#### EXTRAIT À LIRE:
##########

Le caractère ultrasensible de ces questions, l’histoire chaotique du processus de paix et la dure réalité du terrain – comme la construction de colonies juives en Cisjordanie et à Jérusalem-Est, et la barrière de sécurité érigée par l’État hébreu – sont pour nombre d’observateurs autant de motifs de découragement.
Les négociations antérieures avaient conduit à l’émergence d’un consensus – qui va grandissant – au sein de la communauté internationale sur les contours d’un accord de paix « acceptable »  : création d’un État palestinien suivant des frontières proches de la ligne verte de 1967, avec des ajustements résultant de l’annexion par Israël de blocs de colonies et compensés par des échanges de terres, et résolution du problème des réfugiés à travers un mécanisme de dédommagements plutôt que sur la base du droit au retour. Pour le moment, le gouvernement israélien de droite et une direction palestinienne divisée ne semblent pas près d’approuver un tel accord.
La confiance entre Israéliens et Palestiniens s’érode un peu plus à chaque nouvelle vague de violence, tandis que, comme le montrent les cartes de la Cisjordanie et de Jérusalem-Est, la croissance des colonies juives semble avoir ruiné toute chance de créer un État palestinien viable et doté d’une contiguïté territoriale.
Frontières. Les Palestiniens veulent créer un État indépendant en Cisjordanie et dans la bande de Gaza, avec Jérusalem-Est pour capitale. Cela suppose un retrait d’Israël derrière les frontières de 1967.
La droite israélienne, pour qui l’ensemble des territoires s’étendant de la Méditerranée au Jourdain sont juifs, rejette un tel retrait. Même les Israéliens modérés veulent modifier les frontières de 1967 de manière à englober dans l’État hébreu quelques-unes des colonies qui ont proliféré en Cisjordanie au cours des quarante dernières années. Mais aussi pour conserver le contrôle de zones considérées comme stratégiques, car elles surplombent des centres de population juive.
Les Palestiniens ont accepté l’idée d’une légère modification du tracé de 1967, mais ils réclament en compensation un surcroît de terres équivalent – par exemple l’extension de la surpeuplée bande de Gaza.
Les négociateurs les plus chevronnés sont enclins à considérer la question des frontières comme la plus facile à résoudre. C’est pourquoi elle figure souvent au cœur des discussions lors des premières étapes des négociations de paix.
Sécurité. Israël n’acceptera la création d’un État palestinien que s’il obtient l’assurance que celui-ci ne représentera pas une menace pour sa sécurité. Le risque de voir la Cisjordanie passer sous le contrôle du Hamas préoccupe tout particulièrement l’État hébreu.
Après le retrait israélien de la bande de Gaza [et une tentative de putsch du Fatah], le mouvement islamiste a pris le contrôle de ce territoire, d’où il lancera des attaques à la roquette contre des villes israéliennes voisines. Pour éviter que ne se reproduise ce scénario en Cisjordanie et pour prévenir le trafic d’armes, Israël veut conserver le contrôle de la frontière avec la Jordanie. Tel-Aviv exige également que l’État palestinien soit démilitarisé, que son espace aérien soit sous son contrôle et que les leaders palestiniens s’interdisent de nouer des alliances avec ses ennemis.

##########

#### ENTRÉES RÉPERTORIÉES:
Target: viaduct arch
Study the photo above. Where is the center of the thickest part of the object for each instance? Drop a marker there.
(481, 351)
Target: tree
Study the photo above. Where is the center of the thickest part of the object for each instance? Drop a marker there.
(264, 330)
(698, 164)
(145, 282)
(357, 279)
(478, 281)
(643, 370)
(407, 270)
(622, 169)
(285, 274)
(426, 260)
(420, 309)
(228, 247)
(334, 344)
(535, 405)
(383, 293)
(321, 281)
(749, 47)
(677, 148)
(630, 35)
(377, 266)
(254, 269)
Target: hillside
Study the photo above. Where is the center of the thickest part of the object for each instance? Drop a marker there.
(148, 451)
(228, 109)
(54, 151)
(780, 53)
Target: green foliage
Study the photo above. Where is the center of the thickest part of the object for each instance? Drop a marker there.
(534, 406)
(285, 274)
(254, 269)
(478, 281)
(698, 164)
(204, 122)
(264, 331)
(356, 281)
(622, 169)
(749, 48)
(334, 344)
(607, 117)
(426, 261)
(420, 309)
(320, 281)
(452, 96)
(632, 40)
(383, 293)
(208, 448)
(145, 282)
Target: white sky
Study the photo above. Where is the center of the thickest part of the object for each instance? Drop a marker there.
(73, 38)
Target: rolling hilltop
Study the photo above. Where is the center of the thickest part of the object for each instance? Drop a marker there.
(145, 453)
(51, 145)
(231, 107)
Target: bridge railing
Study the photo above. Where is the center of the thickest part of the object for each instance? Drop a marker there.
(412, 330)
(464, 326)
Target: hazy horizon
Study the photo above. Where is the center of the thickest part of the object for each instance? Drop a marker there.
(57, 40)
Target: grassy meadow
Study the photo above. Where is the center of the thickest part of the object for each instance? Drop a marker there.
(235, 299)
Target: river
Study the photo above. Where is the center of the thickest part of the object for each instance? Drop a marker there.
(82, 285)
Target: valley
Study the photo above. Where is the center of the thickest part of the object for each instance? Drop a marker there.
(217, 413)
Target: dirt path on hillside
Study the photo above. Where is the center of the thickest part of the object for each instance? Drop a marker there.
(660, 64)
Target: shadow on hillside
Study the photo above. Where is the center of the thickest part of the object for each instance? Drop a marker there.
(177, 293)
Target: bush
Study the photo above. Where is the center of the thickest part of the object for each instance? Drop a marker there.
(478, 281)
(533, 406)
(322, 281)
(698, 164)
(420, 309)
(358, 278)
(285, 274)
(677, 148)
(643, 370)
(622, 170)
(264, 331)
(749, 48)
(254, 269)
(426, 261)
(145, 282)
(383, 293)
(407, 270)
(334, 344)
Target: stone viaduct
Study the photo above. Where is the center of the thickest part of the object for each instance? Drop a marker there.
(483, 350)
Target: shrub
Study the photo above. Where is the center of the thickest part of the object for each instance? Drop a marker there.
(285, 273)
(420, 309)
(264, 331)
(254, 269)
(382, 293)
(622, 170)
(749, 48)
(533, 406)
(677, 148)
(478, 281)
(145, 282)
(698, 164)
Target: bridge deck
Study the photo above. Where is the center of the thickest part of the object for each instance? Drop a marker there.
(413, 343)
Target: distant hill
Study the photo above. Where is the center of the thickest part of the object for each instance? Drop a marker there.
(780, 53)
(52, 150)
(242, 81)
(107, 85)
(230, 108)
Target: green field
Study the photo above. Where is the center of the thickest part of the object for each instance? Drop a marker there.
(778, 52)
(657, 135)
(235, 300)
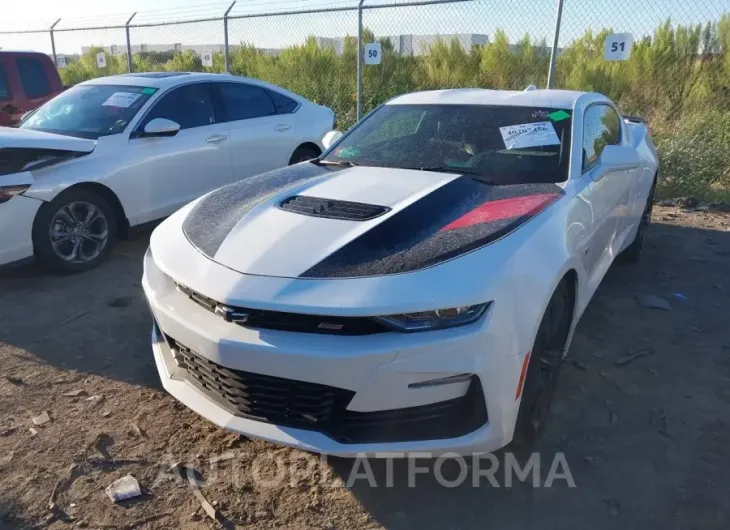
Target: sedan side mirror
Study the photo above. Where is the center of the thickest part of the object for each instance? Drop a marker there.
(617, 158)
(331, 138)
(161, 127)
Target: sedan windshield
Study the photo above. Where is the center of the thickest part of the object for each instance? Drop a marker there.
(89, 111)
(497, 144)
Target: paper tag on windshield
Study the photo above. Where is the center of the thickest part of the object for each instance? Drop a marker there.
(121, 99)
(529, 135)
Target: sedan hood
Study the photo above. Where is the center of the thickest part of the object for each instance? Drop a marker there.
(29, 139)
(311, 221)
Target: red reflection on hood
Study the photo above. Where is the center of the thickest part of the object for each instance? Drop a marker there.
(504, 209)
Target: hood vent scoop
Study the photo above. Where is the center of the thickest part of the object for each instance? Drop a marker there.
(332, 209)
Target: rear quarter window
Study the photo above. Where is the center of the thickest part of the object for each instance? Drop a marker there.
(4, 89)
(33, 77)
(283, 104)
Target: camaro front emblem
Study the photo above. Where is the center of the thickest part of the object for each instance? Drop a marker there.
(231, 315)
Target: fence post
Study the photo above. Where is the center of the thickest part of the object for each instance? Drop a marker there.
(53, 43)
(225, 37)
(554, 50)
(359, 59)
(129, 44)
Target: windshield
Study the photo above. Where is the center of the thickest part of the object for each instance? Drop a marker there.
(89, 111)
(498, 144)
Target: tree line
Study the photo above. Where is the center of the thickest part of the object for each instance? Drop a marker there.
(678, 78)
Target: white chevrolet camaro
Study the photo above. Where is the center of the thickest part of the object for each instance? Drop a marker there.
(114, 153)
(413, 289)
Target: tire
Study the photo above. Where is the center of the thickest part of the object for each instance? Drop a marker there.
(303, 153)
(74, 232)
(546, 360)
(632, 253)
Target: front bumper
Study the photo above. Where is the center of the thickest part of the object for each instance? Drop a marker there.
(343, 395)
(16, 228)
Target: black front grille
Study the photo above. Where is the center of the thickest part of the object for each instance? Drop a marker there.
(302, 323)
(265, 398)
(332, 209)
(323, 408)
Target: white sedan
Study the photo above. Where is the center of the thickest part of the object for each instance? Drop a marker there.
(416, 287)
(115, 153)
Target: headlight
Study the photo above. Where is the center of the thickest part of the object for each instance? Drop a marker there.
(438, 319)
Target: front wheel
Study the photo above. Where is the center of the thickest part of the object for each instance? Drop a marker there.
(546, 359)
(74, 232)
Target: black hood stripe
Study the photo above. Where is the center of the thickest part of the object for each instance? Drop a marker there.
(414, 238)
(213, 218)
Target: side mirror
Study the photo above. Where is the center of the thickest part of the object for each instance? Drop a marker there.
(161, 127)
(617, 158)
(330, 138)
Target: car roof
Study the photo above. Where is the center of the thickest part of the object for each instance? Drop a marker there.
(162, 79)
(561, 99)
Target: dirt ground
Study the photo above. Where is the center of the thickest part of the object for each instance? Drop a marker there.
(642, 415)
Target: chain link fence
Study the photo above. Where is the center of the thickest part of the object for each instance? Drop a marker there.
(677, 75)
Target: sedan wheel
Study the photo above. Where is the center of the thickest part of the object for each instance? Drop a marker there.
(75, 231)
(79, 232)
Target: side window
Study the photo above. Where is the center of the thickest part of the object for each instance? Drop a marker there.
(403, 124)
(4, 89)
(244, 102)
(601, 127)
(283, 104)
(190, 106)
(33, 77)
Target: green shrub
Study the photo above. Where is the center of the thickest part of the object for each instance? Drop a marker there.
(695, 156)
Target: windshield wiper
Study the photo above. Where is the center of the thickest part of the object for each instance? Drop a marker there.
(463, 171)
(341, 163)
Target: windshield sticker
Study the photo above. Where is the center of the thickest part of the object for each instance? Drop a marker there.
(121, 99)
(529, 135)
(559, 115)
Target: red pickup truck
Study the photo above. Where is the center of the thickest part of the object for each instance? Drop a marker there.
(27, 80)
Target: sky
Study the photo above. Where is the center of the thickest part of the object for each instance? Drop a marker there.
(516, 17)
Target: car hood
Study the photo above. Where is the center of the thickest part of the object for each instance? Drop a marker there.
(29, 139)
(311, 221)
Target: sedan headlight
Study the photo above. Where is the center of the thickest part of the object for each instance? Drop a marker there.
(438, 319)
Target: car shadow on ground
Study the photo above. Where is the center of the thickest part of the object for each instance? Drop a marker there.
(96, 322)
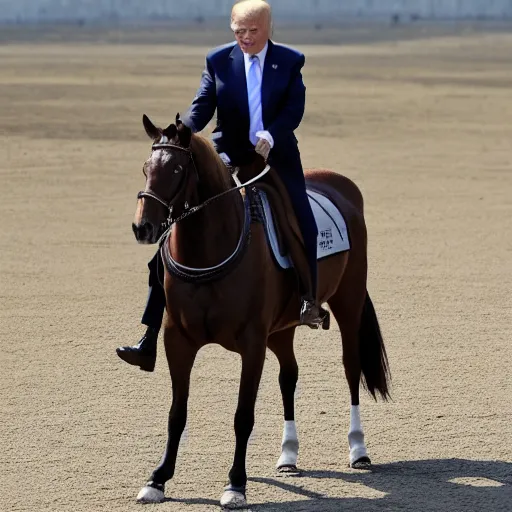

##########

#### ACTIONS À RÉALISER:
1/ Dans l'extrait sur le processus de paix israélo-palestinien, relevez toutes les exigences énoncées dans la phrase commençant par « Tel-Aviv exige également ».
2/ Recopiez mot pour mot le passage de l'extrait sur le processus de paix, en partant de « Le caractère ultrasensible » et en poursuivant jusqu'à « motifs de découragement. ».
Ces données proviennent d'une source distincte.

#### PROBLÈMES RÉSOLUS:
1/
- L'État palestinien doit être démilitarisé.
- Son espace aérien doit être sous le contrôle de Tel-Aviv.
- Les leaders palestiniens doivent s'interdire de nouer des alliances avec les ennemis de Tel-Aviv.

2/
Le caractère ultrasensible de ces questions, l’histoire chaotique du processus de paix et la dure réalité du terrain – comme la construction de colonies juives en Cisjordanie et à Jérusalem-Est, et la barrière de sécurité érigée par l’État hébreu – sont pour nombre d’observateurs autant de motifs de découragement.